§ **JOB**
Please quote everything from "Micah Dean Hicks’s" down to "of Central Florida." in the author biography of Micah Dean Hicks below, word for word.

§ **EXCERPT PROVIDED**
##############################
Micah Dean Hicks’s debut novel Break the Bodies, Haunt the Bones is forthcoming in 2019 from John Joseph Adams Books. His story collection Electricity and Other Dreams—a book of dark fairy tales and bizarre fables—won the 2012 New American Fiction Prize. His work has appeared in The New York Times, The Kenyon Review, Chicago Tribune, Witness, and others. He has won the Calvino Prize, Arts & Letters Prize, and Wabash Prize. Hicks grew up in rural southwest Arkansas and now lives in Orlando, Florida. He teaches creative writing at the University of Central Florida.
##############################
§ **STORED DATA**
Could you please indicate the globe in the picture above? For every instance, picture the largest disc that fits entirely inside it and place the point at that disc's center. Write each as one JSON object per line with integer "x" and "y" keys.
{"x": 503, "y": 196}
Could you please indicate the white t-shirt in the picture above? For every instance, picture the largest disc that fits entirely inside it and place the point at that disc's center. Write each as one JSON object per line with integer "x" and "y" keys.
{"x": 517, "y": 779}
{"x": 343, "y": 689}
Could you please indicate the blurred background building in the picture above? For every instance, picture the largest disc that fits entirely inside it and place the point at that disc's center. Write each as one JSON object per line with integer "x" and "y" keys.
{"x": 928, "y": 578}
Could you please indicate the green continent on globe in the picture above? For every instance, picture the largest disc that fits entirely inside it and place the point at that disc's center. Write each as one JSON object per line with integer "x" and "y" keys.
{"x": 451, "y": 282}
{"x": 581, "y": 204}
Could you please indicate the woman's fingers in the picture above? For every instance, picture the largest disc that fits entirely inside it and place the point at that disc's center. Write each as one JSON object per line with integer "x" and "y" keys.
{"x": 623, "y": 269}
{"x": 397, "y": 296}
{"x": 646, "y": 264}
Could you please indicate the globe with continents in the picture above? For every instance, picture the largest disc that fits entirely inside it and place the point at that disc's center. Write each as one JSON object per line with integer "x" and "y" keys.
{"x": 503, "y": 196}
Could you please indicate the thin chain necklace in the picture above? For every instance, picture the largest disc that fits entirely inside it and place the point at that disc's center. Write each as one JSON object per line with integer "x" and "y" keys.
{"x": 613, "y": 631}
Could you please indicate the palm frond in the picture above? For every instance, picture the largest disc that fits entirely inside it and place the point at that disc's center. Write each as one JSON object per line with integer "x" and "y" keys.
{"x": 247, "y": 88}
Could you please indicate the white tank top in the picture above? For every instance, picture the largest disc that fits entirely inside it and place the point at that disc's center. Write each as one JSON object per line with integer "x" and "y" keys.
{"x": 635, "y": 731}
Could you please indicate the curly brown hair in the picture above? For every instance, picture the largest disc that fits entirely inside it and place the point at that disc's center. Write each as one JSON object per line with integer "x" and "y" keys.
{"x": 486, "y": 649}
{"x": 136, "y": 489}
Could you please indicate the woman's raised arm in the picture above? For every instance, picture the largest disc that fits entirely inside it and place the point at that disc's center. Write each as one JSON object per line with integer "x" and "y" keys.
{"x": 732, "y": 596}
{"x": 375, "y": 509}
##############################
§ **OUTPUT OF THE EXERCISE**
Micah Dean Hicks’s debut novel Break the Bodies, Haunt the Bones is forthcoming in 2019 from John Joseph Adams Books. His story collection Electricity and Other Dreams—a book of dark fairy tales and bizarre fables—won the 2012 New American Fiction Prize. His work has appeared in The New York Times, The Kenyon Review, Chicago Tribune, Witness, and others. He has won the Calvino Prize, Arts & Letters Prize, and Wabash Prize. Hicks grew up in rural southwest Arkansas and now lives in Orlando, Florida. He teaches creative writing at the University of Central Florida.